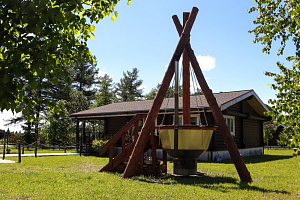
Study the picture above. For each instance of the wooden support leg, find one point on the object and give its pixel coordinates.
(153, 112)
(217, 113)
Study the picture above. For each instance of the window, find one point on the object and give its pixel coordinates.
(230, 121)
(194, 119)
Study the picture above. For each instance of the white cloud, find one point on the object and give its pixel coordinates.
(206, 63)
(102, 72)
(142, 87)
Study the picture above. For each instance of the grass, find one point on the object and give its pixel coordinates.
(40, 150)
(276, 175)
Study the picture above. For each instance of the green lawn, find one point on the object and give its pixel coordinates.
(39, 150)
(276, 175)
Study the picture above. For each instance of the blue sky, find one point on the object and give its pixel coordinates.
(144, 36)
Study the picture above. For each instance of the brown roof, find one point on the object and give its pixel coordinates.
(224, 100)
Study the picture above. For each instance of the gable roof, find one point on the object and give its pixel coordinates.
(224, 100)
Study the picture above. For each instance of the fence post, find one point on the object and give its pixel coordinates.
(19, 152)
(35, 149)
(80, 148)
(23, 147)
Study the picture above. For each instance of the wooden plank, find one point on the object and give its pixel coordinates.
(119, 134)
(228, 139)
(153, 152)
(186, 109)
(111, 156)
(153, 112)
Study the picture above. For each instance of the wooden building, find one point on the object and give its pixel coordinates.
(243, 111)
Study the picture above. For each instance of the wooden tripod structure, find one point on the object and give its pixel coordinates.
(149, 125)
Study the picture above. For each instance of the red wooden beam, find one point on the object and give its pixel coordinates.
(153, 112)
(119, 134)
(217, 113)
(186, 82)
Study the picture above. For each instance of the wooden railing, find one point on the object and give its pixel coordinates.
(152, 144)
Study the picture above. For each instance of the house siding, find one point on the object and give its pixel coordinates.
(248, 132)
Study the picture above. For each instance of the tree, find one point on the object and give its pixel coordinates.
(84, 77)
(170, 93)
(279, 20)
(39, 37)
(105, 94)
(77, 102)
(58, 125)
(128, 88)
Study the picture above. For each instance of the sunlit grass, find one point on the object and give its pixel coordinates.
(275, 176)
(30, 150)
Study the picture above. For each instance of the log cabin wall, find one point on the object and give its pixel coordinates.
(253, 129)
(248, 132)
(114, 124)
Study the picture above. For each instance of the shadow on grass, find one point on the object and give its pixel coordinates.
(212, 183)
(258, 159)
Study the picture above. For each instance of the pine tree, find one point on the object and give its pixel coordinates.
(128, 88)
(105, 94)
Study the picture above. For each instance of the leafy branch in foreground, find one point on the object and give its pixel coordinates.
(279, 20)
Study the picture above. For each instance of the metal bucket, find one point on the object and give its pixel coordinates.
(193, 141)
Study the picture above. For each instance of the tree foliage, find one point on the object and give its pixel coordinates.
(39, 37)
(280, 20)
(128, 88)
(58, 125)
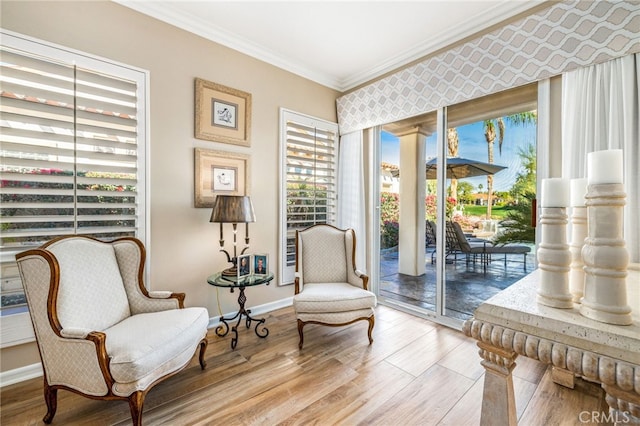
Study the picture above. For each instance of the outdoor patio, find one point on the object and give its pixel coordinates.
(466, 286)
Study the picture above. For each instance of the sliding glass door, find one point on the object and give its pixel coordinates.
(456, 194)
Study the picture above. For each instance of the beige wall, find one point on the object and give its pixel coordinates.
(184, 245)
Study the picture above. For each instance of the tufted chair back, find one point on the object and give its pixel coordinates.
(91, 293)
(323, 255)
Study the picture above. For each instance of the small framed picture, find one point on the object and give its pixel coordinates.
(260, 264)
(219, 172)
(223, 114)
(244, 265)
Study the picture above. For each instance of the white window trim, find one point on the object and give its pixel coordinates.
(16, 329)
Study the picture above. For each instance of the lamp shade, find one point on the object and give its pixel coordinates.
(232, 209)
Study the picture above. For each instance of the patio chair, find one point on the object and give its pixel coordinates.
(329, 290)
(486, 249)
(430, 238)
(100, 332)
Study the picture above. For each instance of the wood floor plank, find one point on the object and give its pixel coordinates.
(553, 404)
(425, 351)
(353, 402)
(276, 404)
(424, 401)
(464, 360)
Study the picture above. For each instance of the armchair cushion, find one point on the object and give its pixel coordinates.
(329, 289)
(91, 293)
(142, 344)
(324, 256)
(333, 297)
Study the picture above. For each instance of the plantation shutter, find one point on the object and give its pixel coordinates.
(69, 151)
(72, 156)
(310, 159)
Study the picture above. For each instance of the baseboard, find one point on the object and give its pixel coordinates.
(20, 374)
(32, 371)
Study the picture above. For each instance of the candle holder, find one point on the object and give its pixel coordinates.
(605, 256)
(554, 259)
(578, 235)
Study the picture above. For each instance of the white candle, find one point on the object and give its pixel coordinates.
(604, 166)
(578, 191)
(555, 192)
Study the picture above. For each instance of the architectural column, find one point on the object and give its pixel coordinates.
(498, 401)
(411, 245)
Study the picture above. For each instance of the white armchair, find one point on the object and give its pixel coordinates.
(100, 333)
(329, 290)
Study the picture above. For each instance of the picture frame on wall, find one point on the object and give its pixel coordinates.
(219, 173)
(223, 114)
(261, 264)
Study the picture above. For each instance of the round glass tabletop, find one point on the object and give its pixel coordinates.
(231, 281)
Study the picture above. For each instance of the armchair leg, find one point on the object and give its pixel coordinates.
(51, 399)
(203, 347)
(300, 326)
(136, 400)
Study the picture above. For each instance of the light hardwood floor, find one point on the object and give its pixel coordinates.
(415, 373)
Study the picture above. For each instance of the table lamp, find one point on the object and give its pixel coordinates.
(233, 209)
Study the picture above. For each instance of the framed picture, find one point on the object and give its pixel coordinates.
(244, 265)
(260, 264)
(223, 114)
(219, 172)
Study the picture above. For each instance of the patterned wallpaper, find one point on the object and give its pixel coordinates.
(563, 37)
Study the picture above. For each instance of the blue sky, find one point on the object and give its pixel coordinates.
(473, 145)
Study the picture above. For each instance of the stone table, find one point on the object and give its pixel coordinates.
(512, 323)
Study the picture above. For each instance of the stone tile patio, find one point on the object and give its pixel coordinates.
(467, 285)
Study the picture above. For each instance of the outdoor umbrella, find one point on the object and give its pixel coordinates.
(460, 168)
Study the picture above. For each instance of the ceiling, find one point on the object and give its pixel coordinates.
(339, 44)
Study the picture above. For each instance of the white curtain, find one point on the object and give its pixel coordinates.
(351, 207)
(601, 110)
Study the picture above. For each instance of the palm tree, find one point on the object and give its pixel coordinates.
(452, 151)
(519, 119)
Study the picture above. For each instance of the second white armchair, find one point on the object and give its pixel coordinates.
(329, 290)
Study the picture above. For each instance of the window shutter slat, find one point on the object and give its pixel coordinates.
(70, 156)
(310, 152)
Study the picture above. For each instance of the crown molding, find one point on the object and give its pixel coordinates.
(499, 13)
(171, 14)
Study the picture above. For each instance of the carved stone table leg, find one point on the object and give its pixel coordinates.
(498, 401)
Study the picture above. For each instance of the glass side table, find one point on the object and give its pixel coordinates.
(232, 283)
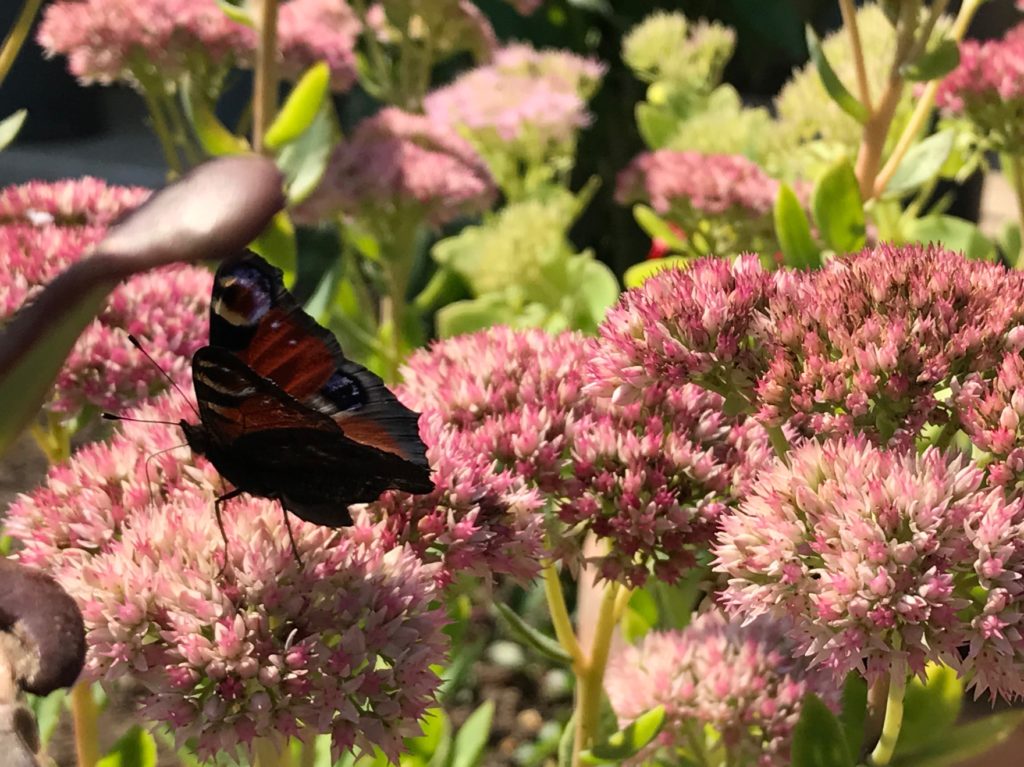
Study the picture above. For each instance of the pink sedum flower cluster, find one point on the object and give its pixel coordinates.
(987, 86)
(723, 202)
(525, 96)
(742, 680)
(110, 40)
(864, 345)
(880, 557)
(46, 227)
(507, 410)
(397, 159)
(713, 184)
(239, 642)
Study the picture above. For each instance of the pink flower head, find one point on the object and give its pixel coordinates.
(725, 198)
(108, 40)
(312, 31)
(507, 410)
(871, 553)
(233, 642)
(865, 344)
(989, 409)
(49, 226)
(744, 680)
(707, 324)
(987, 86)
(712, 184)
(396, 159)
(525, 97)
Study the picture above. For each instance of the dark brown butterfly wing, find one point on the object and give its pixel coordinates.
(253, 316)
(267, 443)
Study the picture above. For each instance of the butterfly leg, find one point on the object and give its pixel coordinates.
(220, 522)
(291, 536)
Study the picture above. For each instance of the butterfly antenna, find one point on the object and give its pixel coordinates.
(135, 342)
(148, 460)
(291, 537)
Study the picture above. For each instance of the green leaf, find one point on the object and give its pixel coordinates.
(818, 738)
(10, 126)
(472, 736)
(276, 244)
(301, 107)
(922, 163)
(627, 741)
(854, 710)
(304, 160)
(473, 314)
(952, 232)
(597, 288)
(930, 708)
(935, 62)
(433, 747)
(639, 273)
(213, 136)
(833, 85)
(657, 227)
(135, 749)
(794, 231)
(955, 744)
(47, 710)
(655, 123)
(236, 12)
(839, 210)
(531, 637)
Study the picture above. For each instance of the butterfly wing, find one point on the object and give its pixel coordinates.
(253, 316)
(266, 442)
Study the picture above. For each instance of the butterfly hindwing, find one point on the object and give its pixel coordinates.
(254, 316)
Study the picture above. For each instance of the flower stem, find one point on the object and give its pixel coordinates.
(883, 753)
(924, 103)
(17, 35)
(265, 76)
(590, 684)
(85, 716)
(268, 752)
(560, 616)
(1016, 173)
(850, 22)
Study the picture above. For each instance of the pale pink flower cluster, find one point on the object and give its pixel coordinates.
(108, 40)
(46, 227)
(741, 679)
(989, 410)
(881, 556)
(506, 409)
(524, 96)
(864, 345)
(692, 183)
(239, 642)
(988, 87)
(397, 159)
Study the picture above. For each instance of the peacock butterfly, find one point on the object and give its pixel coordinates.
(285, 415)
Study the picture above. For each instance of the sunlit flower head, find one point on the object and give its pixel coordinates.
(987, 86)
(743, 681)
(871, 553)
(397, 159)
(867, 344)
(51, 226)
(123, 40)
(233, 641)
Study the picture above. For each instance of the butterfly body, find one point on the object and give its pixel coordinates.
(285, 415)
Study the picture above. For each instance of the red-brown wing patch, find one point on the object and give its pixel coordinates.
(283, 350)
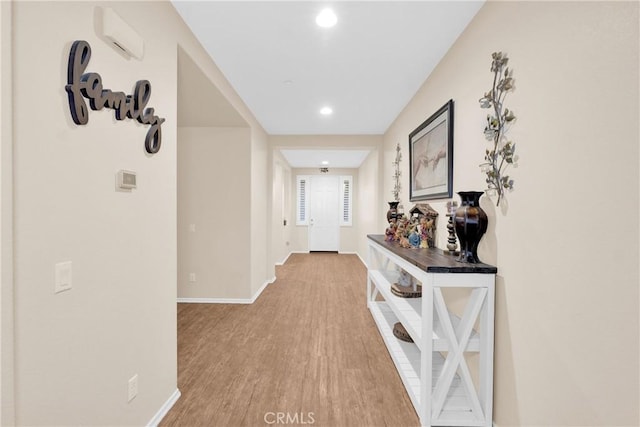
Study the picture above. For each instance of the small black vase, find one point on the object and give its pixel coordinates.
(471, 224)
(392, 213)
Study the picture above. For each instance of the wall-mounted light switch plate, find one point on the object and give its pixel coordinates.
(63, 277)
(126, 180)
(132, 387)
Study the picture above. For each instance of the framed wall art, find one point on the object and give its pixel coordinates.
(431, 157)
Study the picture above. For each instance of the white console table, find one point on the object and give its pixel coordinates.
(434, 368)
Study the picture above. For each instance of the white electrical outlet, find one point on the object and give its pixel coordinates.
(133, 387)
(63, 277)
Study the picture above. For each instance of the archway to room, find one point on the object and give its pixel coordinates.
(213, 175)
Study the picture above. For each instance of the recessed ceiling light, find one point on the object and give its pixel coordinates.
(327, 18)
(326, 111)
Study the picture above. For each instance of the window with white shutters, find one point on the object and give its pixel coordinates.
(346, 200)
(302, 204)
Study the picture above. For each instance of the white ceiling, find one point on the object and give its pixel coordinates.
(286, 68)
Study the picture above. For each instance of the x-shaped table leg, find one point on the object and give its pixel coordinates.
(458, 340)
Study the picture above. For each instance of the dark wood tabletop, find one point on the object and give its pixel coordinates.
(432, 260)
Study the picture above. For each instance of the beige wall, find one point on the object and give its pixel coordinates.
(566, 349)
(214, 179)
(7, 415)
(262, 267)
(75, 351)
(281, 203)
(369, 202)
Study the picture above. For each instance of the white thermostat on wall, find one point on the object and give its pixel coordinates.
(126, 180)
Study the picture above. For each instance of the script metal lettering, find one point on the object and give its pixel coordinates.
(82, 85)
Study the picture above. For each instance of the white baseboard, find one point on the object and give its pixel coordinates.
(262, 288)
(227, 300)
(164, 409)
(285, 259)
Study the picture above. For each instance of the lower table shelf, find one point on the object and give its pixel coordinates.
(406, 357)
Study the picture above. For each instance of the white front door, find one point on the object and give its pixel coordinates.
(324, 213)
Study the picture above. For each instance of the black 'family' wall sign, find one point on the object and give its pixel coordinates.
(89, 85)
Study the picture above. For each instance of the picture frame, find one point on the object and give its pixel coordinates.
(431, 157)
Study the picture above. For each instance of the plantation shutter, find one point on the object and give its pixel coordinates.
(346, 201)
(302, 204)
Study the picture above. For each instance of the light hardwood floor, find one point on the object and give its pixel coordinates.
(307, 352)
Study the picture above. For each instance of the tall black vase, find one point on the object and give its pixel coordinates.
(471, 224)
(393, 211)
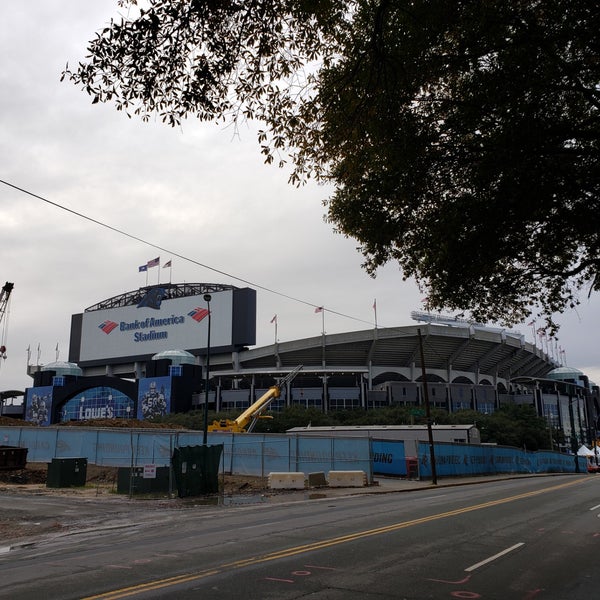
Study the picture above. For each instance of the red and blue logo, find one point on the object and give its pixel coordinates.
(198, 314)
(108, 326)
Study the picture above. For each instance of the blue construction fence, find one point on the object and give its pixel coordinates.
(244, 454)
(261, 454)
(452, 460)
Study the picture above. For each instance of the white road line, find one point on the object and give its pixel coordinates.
(491, 558)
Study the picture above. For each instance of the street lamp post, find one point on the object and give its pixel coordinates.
(207, 298)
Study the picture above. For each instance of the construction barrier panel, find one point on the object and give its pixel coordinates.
(286, 481)
(12, 458)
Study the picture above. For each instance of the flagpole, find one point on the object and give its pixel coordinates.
(375, 310)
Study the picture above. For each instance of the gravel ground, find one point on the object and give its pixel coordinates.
(101, 483)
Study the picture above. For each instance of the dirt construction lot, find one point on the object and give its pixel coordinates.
(101, 483)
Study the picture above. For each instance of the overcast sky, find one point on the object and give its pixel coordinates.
(199, 191)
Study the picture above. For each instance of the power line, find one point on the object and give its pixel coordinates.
(176, 254)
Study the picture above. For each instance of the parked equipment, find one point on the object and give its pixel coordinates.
(247, 420)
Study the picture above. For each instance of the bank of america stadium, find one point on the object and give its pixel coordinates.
(158, 341)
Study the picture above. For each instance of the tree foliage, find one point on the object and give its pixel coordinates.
(460, 138)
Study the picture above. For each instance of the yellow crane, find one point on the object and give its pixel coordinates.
(247, 420)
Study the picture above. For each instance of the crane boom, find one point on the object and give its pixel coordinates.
(247, 420)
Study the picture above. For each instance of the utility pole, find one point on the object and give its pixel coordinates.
(427, 412)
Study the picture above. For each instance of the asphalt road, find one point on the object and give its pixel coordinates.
(522, 539)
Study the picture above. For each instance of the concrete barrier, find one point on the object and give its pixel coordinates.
(347, 479)
(286, 481)
(317, 479)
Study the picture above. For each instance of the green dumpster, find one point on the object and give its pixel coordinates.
(196, 469)
(67, 472)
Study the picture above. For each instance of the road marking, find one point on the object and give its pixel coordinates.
(327, 543)
(492, 558)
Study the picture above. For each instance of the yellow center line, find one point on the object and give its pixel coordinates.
(287, 552)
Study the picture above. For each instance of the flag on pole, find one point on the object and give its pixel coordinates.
(375, 311)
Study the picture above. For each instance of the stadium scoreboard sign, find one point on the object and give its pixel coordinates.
(157, 324)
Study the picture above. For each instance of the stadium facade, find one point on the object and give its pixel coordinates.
(145, 352)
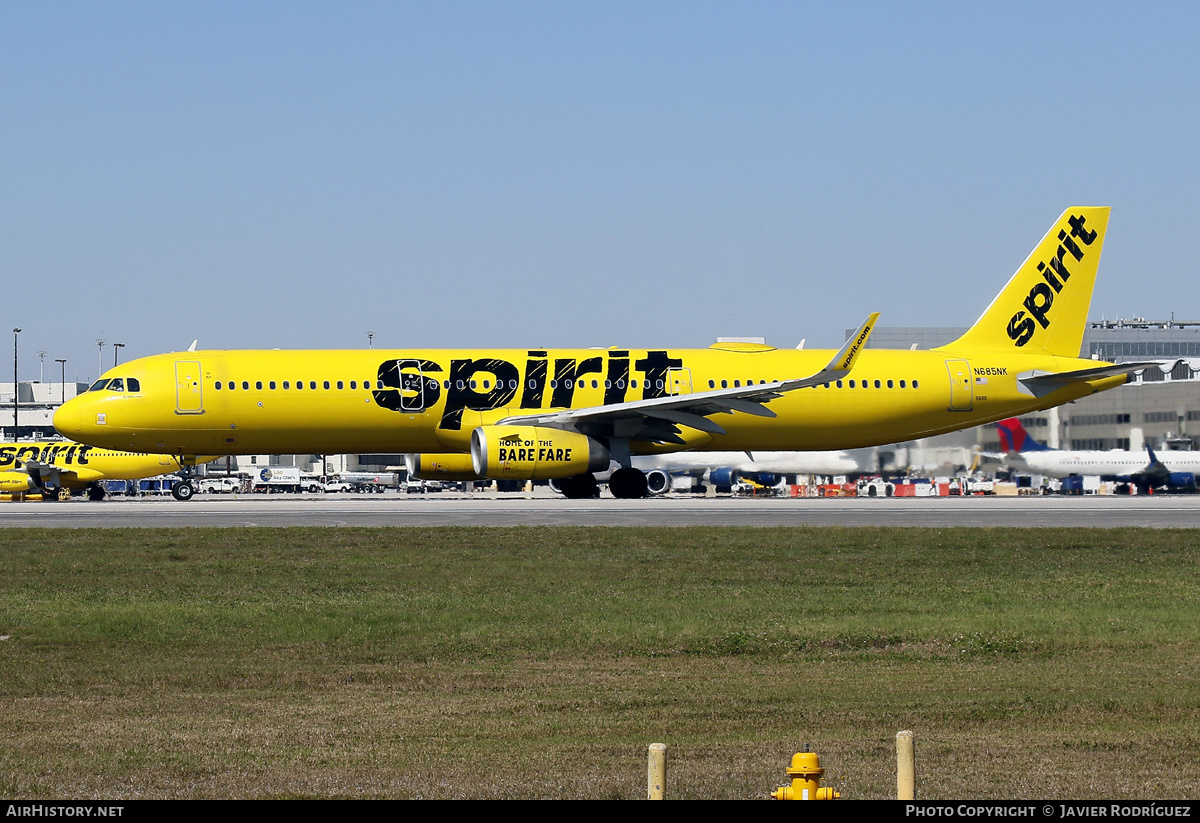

------------------------------------------------------------------------

- _Given task_
Write out the material word for word, from the line containing "Study the picture above. For each instance of the yellow center" through the end of the material, both ends included, and leave out any pictures.

- _Answer_
Study the picture above. For each instance of the yellow center line, find one point on the object and give its pixel coordinates.
(287, 552)
Study the picture above. For each instance of the flag on pole, find one point on the object and give its pixel coordinates.
(375, 311)
Study the picture above. For each instance of the stadium scoreboard sign, find one point on the object and give its pixel coordinates.
(157, 324)
Study the picture above. For each instance of the stadium facade, find one point on the object and give its pixel coordinates.
(145, 352)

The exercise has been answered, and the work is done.